PASSAGE PROVIDED
◇ ◇ ◇ ◇
I,Robot looks awesome!
I would have thought that the first game with filled polygons would've been a lot uglier than that. And shaded polygons at that! Impressive.
 
First adult game or game to contain nudity: Custer's Revenge

Any ideas on first game to have blood and gore?

The earliest one I know of is Chiller (1986) although I'm not sure if there's some home computer game that had at least some depiction of blood or gore. Perhaps some text adventures, but that probably doesn't count.
 
Wizardry (1981) first computer RPG to feature parties of multiple characters instead of a lone hero/adventurer, and it was a cracking game, really tough but fun.
 
I believe Planetfall (1983) may feature the first in-narrative death of a sympathetic character in a game.

http://en.wikipedia.org/wiki/Planetfall

I cannot say this for sure, though, and it really depends on how "sympathetic character" is defined anyway. There had been several murder mystery adventure games earlier (i.e. Mystery House from 1980), but I'm not sure if murder victims automatically count as sympathetic.
◇ ◇ ◇ ◇
(Stored data entries)

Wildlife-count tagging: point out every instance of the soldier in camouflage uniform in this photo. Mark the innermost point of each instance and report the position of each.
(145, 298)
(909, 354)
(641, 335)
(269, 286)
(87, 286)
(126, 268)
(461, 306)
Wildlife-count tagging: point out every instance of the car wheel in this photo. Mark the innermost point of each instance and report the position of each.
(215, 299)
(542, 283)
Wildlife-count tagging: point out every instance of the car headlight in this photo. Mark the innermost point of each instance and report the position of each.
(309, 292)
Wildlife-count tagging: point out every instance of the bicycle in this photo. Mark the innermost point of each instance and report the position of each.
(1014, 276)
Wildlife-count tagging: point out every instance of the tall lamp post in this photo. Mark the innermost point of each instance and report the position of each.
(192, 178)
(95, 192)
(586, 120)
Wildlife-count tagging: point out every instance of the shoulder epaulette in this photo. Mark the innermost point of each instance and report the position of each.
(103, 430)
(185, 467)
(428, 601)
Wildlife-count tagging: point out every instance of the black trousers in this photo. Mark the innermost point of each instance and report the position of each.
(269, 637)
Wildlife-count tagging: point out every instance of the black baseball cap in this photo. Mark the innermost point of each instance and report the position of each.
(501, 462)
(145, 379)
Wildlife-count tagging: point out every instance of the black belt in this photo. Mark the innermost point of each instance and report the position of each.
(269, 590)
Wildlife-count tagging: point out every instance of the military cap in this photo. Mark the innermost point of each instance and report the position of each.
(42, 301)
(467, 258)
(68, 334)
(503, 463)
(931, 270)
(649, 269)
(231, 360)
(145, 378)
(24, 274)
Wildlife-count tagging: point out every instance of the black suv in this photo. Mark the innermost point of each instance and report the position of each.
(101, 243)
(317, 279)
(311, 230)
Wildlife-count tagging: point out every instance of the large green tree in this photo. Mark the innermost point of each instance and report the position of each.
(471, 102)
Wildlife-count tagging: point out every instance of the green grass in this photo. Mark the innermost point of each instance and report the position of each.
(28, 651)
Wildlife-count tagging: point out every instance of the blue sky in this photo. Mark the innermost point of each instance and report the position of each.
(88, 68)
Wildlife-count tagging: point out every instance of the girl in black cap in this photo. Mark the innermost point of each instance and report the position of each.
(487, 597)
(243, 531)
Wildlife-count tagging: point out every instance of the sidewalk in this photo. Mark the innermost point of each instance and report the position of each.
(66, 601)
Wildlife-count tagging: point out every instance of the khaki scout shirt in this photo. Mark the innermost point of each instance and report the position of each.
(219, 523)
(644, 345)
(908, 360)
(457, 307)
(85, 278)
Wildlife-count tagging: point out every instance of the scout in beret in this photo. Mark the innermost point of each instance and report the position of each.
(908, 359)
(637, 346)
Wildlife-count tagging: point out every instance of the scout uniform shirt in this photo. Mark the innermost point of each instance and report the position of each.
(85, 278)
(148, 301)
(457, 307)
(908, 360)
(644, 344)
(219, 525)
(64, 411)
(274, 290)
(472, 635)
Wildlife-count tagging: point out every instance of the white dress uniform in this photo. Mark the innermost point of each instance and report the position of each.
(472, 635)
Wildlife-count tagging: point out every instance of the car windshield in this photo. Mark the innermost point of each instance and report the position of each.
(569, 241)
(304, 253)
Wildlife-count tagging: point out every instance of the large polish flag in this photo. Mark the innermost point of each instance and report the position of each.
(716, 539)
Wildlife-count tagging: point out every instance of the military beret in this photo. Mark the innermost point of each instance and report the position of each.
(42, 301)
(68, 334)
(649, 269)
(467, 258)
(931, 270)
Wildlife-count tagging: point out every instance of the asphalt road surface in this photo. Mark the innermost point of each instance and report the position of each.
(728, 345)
◇ ◇ ◇ ◇
TO DO
Write the next part of the discussion of early video game firsts, beginning after its last sentence. The listing is not needed for anything here.

RESPONSE
I dream that you guys will put together all of these firsts, and then dissect modern games, showing where their gameplay originally comes from. So, something like CoD would include, first FPS, first jumping, first health pack, first deployable health pack, etc. Like DNA or a family tree of some kind. Surely someone could visualize this well.

Once all the heavy lifting was done, you could produce the entire genome of each game that comes out, based entirely on various game play elements.

There was a large-ish thread which was doing this for the family tree of FPS games recently. Was great, and various people were adding to the openly editable graphics.

A continuation of that concept for individual gameplay elements would be a fun discussion.